■ Given information ■
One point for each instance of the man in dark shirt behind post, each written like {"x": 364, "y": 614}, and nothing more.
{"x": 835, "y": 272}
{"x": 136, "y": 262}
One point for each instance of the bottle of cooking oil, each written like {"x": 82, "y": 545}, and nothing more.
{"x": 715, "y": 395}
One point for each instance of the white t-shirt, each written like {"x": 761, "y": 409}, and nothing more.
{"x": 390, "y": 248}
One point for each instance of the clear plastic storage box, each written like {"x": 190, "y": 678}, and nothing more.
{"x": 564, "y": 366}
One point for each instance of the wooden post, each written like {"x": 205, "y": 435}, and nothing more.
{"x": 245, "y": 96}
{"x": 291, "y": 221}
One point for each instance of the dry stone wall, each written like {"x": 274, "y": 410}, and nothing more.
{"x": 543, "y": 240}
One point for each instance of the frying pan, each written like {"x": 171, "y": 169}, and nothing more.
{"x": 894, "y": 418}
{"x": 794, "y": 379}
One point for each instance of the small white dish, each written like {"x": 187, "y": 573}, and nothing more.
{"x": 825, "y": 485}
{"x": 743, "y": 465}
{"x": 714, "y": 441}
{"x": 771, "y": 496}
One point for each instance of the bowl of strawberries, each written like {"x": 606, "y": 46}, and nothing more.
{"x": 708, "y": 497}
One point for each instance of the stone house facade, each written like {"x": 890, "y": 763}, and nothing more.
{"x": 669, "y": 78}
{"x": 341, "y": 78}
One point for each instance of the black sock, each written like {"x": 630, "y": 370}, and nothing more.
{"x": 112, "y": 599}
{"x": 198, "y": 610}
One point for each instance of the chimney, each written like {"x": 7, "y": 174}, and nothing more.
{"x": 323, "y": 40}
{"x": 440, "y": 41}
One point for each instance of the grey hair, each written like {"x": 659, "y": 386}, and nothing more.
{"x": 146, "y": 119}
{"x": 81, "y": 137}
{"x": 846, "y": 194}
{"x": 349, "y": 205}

■ Short exercise ■
Render every line of the entries above as a Markdown table with the columns "Row" and "Line", where Row numbers each line in order. Leave out blank lines.

■ Answer for the task ■
| Row | Line |
|---|---|
| 1 | One point for each instance of the man in dark shirt behind post, each written like {"x": 364, "y": 614}, and nothing more. |
| 2 | {"x": 835, "y": 272} |
| 3 | {"x": 136, "y": 262} |
| 4 | One point for each instance of the bottle of cooking oil, each written like {"x": 82, "y": 545}, and nothing more. |
| 5 | {"x": 715, "y": 395} |
| 6 | One point for each instance of the white t-shirt, each written like {"x": 761, "y": 409}, and nothing more. |
| 7 | {"x": 390, "y": 248} |
| 8 | One point for each instance of the clear plastic storage box, each written like {"x": 190, "y": 678}, and nothing more. |
| 9 | {"x": 564, "y": 366} |
| 10 | One point for each instance of the wooden post, each written like {"x": 205, "y": 435}, and nothing more. |
| 11 | {"x": 245, "y": 96} |
| 12 | {"x": 291, "y": 221} |
| 13 | One point for each instance of the dry stone wall, each written like {"x": 274, "y": 410}, and nothing more. |
| 14 | {"x": 543, "y": 240} |
| 15 | One point for each instance of the frying pan, each written like {"x": 171, "y": 169}, and nothing more. |
| 16 | {"x": 894, "y": 418} |
| 17 | {"x": 794, "y": 379} |
| 18 | One point for each instance of the small white dish, each written like {"x": 187, "y": 573}, and nothing more. |
| 19 | {"x": 825, "y": 485} |
| 20 | {"x": 743, "y": 465} |
| 21 | {"x": 714, "y": 441} |
| 22 | {"x": 771, "y": 496} |
| 23 | One point for each instance of the bowl of strawberries, each written like {"x": 606, "y": 46}, and nothing more. |
| 24 | {"x": 708, "y": 497} |
| 25 | One point for each instance of the stone house facade, each written like {"x": 890, "y": 763}, and nothing more. |
| 26 | {"x": 669, "y": 78} |
| 27 | {"x": 341, "y": 78} |
| 28 | One point for each instance of the black sock, each written like {"x": 630, "y": 370}, and nothing more. |
| 29 | {"x": 112, "y": 599} |
| 30 | {"x": 198, "y": 610} |
| 31 | One point for each instance of the chimney, each written like {"x": 7, "y": 174}, and nothing more. |
| 32 | {"x": 323, "y": 40} |
| 33 | {"x": 440, "y": 41} |
| 34 | One point for each instance of the grey hair, each written like {"x": 659, "y": 386}, and nothing more. |
| 35 | {"x": 146, "y": 119} |
| 36 | {"x": 81, "y": 137} |
| 37 | {"x": 846, "y": 194} |
| 38 | {"x": 349, "y": 205} |